INSTRUCTIONS FOR THE TASK: Please give back the listing below in full. Change nothing.

• • •

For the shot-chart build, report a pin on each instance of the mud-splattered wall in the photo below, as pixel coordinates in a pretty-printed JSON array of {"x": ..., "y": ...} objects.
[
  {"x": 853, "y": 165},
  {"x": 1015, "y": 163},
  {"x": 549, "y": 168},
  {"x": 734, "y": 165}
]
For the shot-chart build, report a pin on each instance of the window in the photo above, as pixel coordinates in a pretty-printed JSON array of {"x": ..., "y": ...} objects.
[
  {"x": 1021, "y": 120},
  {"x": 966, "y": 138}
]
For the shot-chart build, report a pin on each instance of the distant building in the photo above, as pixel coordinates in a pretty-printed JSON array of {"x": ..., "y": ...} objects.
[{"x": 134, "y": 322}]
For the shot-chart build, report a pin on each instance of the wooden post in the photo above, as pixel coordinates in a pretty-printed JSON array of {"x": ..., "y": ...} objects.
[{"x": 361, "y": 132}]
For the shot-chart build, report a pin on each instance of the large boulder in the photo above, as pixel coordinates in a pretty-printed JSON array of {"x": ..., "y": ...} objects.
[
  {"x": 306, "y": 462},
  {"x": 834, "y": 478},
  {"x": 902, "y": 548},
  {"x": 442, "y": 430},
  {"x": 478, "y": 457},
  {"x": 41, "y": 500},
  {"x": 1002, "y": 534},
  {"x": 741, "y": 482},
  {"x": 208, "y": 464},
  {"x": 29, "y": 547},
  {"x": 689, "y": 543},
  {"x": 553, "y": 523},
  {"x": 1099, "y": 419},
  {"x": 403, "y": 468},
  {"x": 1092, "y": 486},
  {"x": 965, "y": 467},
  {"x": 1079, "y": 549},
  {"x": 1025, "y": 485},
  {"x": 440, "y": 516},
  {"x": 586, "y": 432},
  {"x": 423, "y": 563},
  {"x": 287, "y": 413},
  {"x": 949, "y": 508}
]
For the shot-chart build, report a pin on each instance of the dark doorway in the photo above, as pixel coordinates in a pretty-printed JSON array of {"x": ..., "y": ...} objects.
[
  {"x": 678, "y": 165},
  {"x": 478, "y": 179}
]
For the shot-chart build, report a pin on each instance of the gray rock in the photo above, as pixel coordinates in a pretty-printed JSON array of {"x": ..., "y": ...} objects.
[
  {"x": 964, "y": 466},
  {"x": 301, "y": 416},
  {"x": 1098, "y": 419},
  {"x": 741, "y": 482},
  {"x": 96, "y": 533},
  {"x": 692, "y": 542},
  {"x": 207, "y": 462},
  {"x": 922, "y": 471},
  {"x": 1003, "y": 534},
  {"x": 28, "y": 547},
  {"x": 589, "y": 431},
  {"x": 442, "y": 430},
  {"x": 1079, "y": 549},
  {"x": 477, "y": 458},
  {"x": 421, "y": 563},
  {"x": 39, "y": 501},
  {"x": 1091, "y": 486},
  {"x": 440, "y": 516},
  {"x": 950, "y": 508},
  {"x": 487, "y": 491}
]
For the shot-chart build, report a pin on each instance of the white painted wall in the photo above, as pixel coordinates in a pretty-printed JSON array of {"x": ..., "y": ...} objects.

• • •

TASK RESPONSE:
For the shot-chart build, report a pin on each instance of the mud-splattered wall in the photo below, as pixel coordinates in a pretty-printed JSON array of {"x": ..., "y": ...} objects.
[
  {"x": 853, "y": 165},
  {"x": 1015, "y": 163},
  {"x": 549, "y": 168},
  {"x": 734, "y": 165}
]
For the shot-chart build, report a pin on each instance of the window in the photo above, as pixel coordinates in a pretty-printed JSON array of {"x": ..., "y": ...} objects.
[
  {"x": 1021, "y": 120},
  {"x": 966, "y": 138}
]
For the shot-chart build, report a pin on each instance of the distant building in the photo above, as pixel coordinates in a pretty-printed JSON array of {"x": ..., "y": ...} objects.
[{"x": 134, "y": 322}]
For the shot-chart build, report a pin on each instance of the wooden post in the photo above, as pixel coordinates in a pretty-printed JSON array of {"x": ..., "y": ...} objects.
[{"x": 361, "y": 132}]
For the shot-chart build, report a pin on each instance of the large boulder in the photo above, as pixel coordinates in a pretty-printed JSON array of {"x": ..., "y": ...} objects.
[
  {"x": 306, "y": 462},
  {"x": 834, "y": 478},
  {"x": 902, "y": 548},
  {"x": 442, "y": 430},
  {"x": 478, "y": 457},
  {"x": 41, "y": 500},
  {"x": 1002, "y": 534},
  {"x": 741, "y": 482},
  {"x": 208, "y": 464},
  {"x": 29, "y": 547},
  {"x": 689, "y": 543},
  {"x": 553, "y": 523},
  {"x": 1099, "y": 419},
  {"x": 403, "y": 468},
  {"x": 1092, "y": 486},
  {"x": 965, "y": 467},
  {"x": 1079, "y": 549},
  {"x": 1025, "y": 485},
  {"x": 440, "y": 516},
  {"x": 586, "y": 432},
  {"x": 423, "y": 563},
  {"x": 287, "y": 413},
  {"x": 949, "y": 508}
]
For the shot-chart build, report a pin on each instance of the dark doorway in the photo above, as pixel coordinates in a pretty-printed JSON array of {"x": ..., "y": ...} objects.
[
  {"x": 678, "y": 165},
  {"x": 478, "y": 179}
]
For the shot-chart build, report a pin on each instance of the gray rock in the photo above, as pixel coordinates in a pretty-printed JSON array of {"x": ..., "y": ...} objects.
[
  {"x": 964, "y": 466},
  {"x": 301, "y": 416},
  {"x": 1098, "y": 419},
  {"x": 741, "y": 482},
  {"x": 96, "y": 533},
  {"x": 692, "y": 542},
  {"x": 207, "y": 462},
  {"x": 922, "y": 471},
  {"x": 1003, "y": 534},
  {"x": 28, "y": 547},
  {"x": 589, "y": 431},
  {"x": 442, "y": 430},
  {"x": 1079, "y": 549},
  {"x": 477, "y": 458},
  {"x": 421, "y": 563},
  {"x": 39, "y": 501},
  {"x": 1091, "y": 486},
  {"x": 440, "y": 516},
  {"x": 950, "y": 508},
  {"x": 487, "y": 491}
]
For the shot-chart build, report a pin on each instance of the white painted wall in the photo above, as pixel coordinates in a pretty-printed JSON array of {"x": ..., "y": ...} objects.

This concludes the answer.